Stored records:
-=-=-
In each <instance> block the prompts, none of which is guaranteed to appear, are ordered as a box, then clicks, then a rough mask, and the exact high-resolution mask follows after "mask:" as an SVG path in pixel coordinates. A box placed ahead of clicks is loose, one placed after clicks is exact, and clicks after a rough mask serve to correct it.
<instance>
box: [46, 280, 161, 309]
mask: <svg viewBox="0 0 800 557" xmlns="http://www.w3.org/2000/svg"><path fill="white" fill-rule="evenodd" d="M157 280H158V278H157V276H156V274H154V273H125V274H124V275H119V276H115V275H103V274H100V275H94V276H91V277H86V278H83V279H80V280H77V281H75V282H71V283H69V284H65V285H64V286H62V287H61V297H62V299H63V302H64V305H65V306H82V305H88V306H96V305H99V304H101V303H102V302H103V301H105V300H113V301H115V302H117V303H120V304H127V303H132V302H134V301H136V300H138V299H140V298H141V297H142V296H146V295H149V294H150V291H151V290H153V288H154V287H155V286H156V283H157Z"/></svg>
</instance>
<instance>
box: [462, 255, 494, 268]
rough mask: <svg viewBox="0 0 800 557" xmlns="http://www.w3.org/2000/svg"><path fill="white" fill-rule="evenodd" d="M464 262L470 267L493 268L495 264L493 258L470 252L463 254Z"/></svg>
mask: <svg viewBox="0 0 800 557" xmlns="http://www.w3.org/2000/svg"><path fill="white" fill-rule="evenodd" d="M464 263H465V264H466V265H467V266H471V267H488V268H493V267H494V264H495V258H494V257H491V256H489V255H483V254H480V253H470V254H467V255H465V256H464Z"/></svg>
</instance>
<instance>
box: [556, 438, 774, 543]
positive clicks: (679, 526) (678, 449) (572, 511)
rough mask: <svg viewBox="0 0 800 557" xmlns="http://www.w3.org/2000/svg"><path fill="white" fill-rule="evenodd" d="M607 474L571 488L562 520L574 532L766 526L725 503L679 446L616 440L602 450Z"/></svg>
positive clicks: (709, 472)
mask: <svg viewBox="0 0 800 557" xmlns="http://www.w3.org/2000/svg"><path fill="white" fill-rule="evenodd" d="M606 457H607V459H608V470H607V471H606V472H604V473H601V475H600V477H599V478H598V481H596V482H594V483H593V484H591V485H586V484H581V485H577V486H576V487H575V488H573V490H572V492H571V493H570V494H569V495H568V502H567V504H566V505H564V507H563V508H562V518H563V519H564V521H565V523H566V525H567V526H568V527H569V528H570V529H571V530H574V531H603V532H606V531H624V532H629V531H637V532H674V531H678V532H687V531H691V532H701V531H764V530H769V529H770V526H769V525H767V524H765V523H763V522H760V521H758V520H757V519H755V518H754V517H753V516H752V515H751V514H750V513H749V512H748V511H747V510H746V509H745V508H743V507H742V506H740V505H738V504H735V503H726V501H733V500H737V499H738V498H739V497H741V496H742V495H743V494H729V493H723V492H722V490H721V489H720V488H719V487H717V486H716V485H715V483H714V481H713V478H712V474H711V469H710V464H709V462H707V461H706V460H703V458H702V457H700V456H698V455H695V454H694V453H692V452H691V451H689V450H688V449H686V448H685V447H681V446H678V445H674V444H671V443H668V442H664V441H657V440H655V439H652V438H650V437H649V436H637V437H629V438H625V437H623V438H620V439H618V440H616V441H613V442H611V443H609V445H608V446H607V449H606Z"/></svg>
-=-=-
Would you copy the data exactly as shown above?

* **TASK RESULT**
In each <instance> block the prompts, none of which is guaranteed to appear, are ordered as a box, then clicks, then a rough mask, and the exact high-resolution mask follows after "mask:" as an SVG path in pixel coordinates. A box placed ahead of clicks is loose, one placed after clicks is exact, and clicks after a rough mask serve to correct it.
<instance>
box: [46, 280, 161, 309]
mask: <svg viewBox="0 0 800 557" xmlns="http://www.w3.org/2000/svg"><path fill="white" fill-rule="evenodd" d="M157 280H158V278H157V276H156V274H154V273H125V274H124V275H119V276H115V275H103V274H100V275H94V276H91V277H86V278H83V279H80V280H77V281H75V282H71V283H69V284H65V285H64V286H62V287H61V297H62V299H63V302H64V305H65V306H82V305H88V306H96V305H99V304H101V303H102V302H103V301H105V300H113V301H115V302H117V303H120V304H127V303H132V302H134V301H136V300H138V299H140V298H141V297H142V296H146V295H149V294H150V291H151V290H153V288H154V287H155V286H156V283H157Z"/></svg>
</instance>
<instance>
box: [462, 255, 494, 268]
rough mask: <svg viewBox="0 0 800 557" xmlns="http://www.w3.org/2000/svg"><path fill="white" fill-rule="evenodd" d="M464 262L470 267L493 268L495 264L493 258L470 252L463 254Z"/></svg>
mask: <svg viewBox="0 0 800 557" xmlns="http://www.w3.org/2000/svg"><path fill="white" fill-rule="evenodd" d="M464 263H465V264H466V265H467V266H471V267H488V268H493V267H494V264H495V258H494V257H491V256H489V255H483V254H480V253H470V254H467V255H465V256H464Z"/></svg>
</instance>
<instance>
box: [556, 438, 774, 543]
positive clicks: (679, 526) (678, 449) (572, 511)
rough mask: <svg viewBox="0 0 800 557" xmlns="http://www.w3.org/2000/svg"><path fill="white" fill-rule="evenodd" d="M607 474L571 488L562 520L574 532L766 526L725 503L679 446L616 440L602 450Z"/></svg>
positive clicks: (709, 472)
mask: <svg viewBox="0 0 800 557" xmlns="http://www.w3.org/2000/svg"><path fill="white" fill-rule="evenodd" d="M606 457H607V459H608V470H607V471H606V472H604V473H601V475H600V477H599V478H598V481H596V482H594V483H593V484H591V485H586V484H581V485H577V486H576V487H575V488H573V490H572V492H571V493H570V494H569V495H568V502H567V504H566V505H564V507H563V508H562V518H563V519H564V521H565V523H566V525H567V526H568V527H569V528H570V529H571V530H574V531H603V532H606V531H624V532H629V531H637V532H674V531H678V532H687V531H691V532H701V531H764V530H769V529H770V526H769V525H767V524H765V523H763V522H760V521H758V520H757V519H755V518H754V517H753V516H752V515H751V514H750V513H749V512H748V511H747V510H746V509H745V508H743V507H742V506H740V505H738V504H735V503H726V501H733V500H737V499H738V498H739V497H741V496H742V495H743V494H729V493H723V492H722V490H721V489H720V488H719V487H717V486H716V485H715V483H714V481H713V478H712V474H711V469H710V464H709V462H707V461H706V460H703V458H702V457H700V456H698V455H695V454H694V453H692V452H691V451H689V450H688V449H686V448H685V447H681V446H678V445H674V444H671V443H668V442H664V441H657V440H655V439H652V438H650V437H649V436H637V437H629V438H625V437H623V438H620V439H618V440H616V441H613V442H611V443H609V445H608V446H607V449H606Z"/></svg>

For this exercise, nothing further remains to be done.